**PASSAGE TO READ:**
--- START ---

How the Amazon Web Services outage impacted businesses in Massachusetts

October 20, 2025

Local News

Closed on Sundays, Maha Juice Bar banks on big business Monday mornings. But at the downtown Norwood, Massachusetts spot known for açaí bowls and smoothies, this Monday was anything but smooth due to issues with Amazon Web Services. 

“Today Toast was offline all day. It still is. We lost hundreds of orders, not just this location but all the other locations,” explained owner Marcieli Pastorio. “Even the credit card machine was offline. All the orders are going to be batched when it comes back online. We don’t know when we’re going to receive the credit card orders that went through today.”

The health food restaurant, with locations in Cambridge and Franklin, was one of the many, many victims of a massive outage across Amazon Web Services – which acts as a backbone for much of the internet. 

One-third of all internet traffic

“AWS, or Amazon, accounts for about one-third of all the internet traffic globally,” said cybersecurity expert Peter Tran. “Everything nowadays is hosted in the cloud, applications, hospital services, you know, transportation services, airlines, they all have their infrastructures on one form of Amazon. The government uses Amazon Web Services for their infrastructure as well.”

--- END ---

**INPUT DATA:**
--- START ---

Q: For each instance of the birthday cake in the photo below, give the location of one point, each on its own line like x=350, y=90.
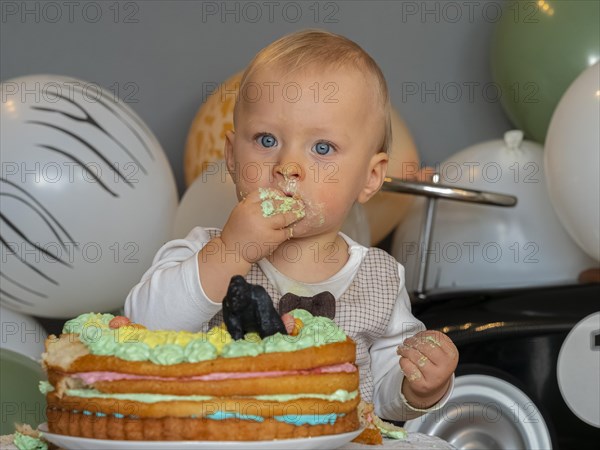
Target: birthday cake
x=109, y=378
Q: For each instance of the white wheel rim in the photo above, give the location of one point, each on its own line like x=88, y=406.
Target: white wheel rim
x=485, y=412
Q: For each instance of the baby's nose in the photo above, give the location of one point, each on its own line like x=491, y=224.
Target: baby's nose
x=290, y=170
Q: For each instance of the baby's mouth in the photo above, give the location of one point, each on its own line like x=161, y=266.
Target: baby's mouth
x=290, y=187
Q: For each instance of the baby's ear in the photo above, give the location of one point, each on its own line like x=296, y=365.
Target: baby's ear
x=228, y=153
x=377, y=169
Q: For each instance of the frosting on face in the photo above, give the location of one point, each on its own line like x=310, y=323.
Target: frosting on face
x=133, y=342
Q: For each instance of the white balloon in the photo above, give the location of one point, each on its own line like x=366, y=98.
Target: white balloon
x=475, y=246
x=21, y=333
x=88, y=197
x=211, y=197
x=572, y=160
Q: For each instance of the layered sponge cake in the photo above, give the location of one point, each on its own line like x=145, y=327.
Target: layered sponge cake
x=111, y=379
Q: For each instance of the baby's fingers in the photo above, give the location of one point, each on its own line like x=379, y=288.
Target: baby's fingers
x=411, y=370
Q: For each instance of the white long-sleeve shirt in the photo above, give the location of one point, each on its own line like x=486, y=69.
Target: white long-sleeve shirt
x=170, y=296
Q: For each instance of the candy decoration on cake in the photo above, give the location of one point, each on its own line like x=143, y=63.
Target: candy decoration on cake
x=248, y=308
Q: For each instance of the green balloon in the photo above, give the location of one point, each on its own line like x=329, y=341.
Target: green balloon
x=538, y=49
x=20, y=398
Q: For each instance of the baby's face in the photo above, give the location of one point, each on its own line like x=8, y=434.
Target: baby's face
x=312, y=135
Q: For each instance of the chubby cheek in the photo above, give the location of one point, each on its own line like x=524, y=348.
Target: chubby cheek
x=323, y=210
x=251, y=175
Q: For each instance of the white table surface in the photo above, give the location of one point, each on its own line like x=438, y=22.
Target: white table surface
x=414, y=441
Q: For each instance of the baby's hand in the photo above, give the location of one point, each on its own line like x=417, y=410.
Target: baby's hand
x=260, y=223
x=428, y=361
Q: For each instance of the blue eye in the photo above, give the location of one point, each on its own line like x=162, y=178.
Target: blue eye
x=323, y=148
x=267, y=140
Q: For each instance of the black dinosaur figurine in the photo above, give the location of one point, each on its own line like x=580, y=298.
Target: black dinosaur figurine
x=249, y=308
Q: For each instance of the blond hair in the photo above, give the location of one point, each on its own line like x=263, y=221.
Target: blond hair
x=306, y=48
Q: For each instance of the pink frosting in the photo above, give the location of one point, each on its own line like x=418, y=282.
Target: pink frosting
x=92, y=377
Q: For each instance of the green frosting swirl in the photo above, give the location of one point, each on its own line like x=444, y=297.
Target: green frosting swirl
x=76, y=325
x=99, y=341
x=24, y=442
x=282, y=343
x=239, y=348
x=167, y=354
x=322, y=330
x=134, y=351
x=95, y=333
x=199, y=350
x=45, y=387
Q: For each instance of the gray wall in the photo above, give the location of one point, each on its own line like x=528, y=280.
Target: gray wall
x=161, y=56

--- END ---

**WORK INSTRUCTION 1:**
For the article on the Amazon Web Services outage, mark each statement yes or no, and quote the exact words from the article that decide it.
(a) Maha Juice Bar does not open on Sundays.
(b) The restaurant also has locations in Cambridge and Franklin.
(c) The credit card machine at the Norwood location kept working during the outage.
**WORK INSTRUCTION 2:** Proceed with the article on the Amazon Web Services outage, picking up after its final sentence.
The rows play no part in the work that follows.

**EXERCISE RESULT 1:**
(a) Yes: "Closed on Sundays, Maha Juice Bar banks on big business Monday mornings."
(b) Yes: "The health food restaurant, with locations in Cambridge and Franklin"
(c) No: "Even the credit card machine was offline."

**EXERCISE RESULT 2:**
Experts estimate the outage could cost billions. And even as many platforms begin to recover, business owners are holding their breath – bracing for the fallout. 

“Tips are a big part of how we get paid so that’s a big dent in the day,” said Sarah O’Malia of Golden Salon. 

At Golden Salon in Walpole, stylists shared in this painful reminder of our online dependence. Very few customers carry cash, and discovered they couldn’t send gratuity by Venmo. 

“Unfortunately, if somebody doesn’t send them right away, they forget. Things happen and you don’t want to send a text reminder. That comes off rude,” she said. 

O’Malia just opened her own salon in August, and she feels the weight of worrying how issues impact her team. 

“This is 13 years in the hair industry, and it’s been a dream since the very beginning. It’s a learning curve for sure. It’s not just me, it’s me and five others behind the chair,” O’Malia added.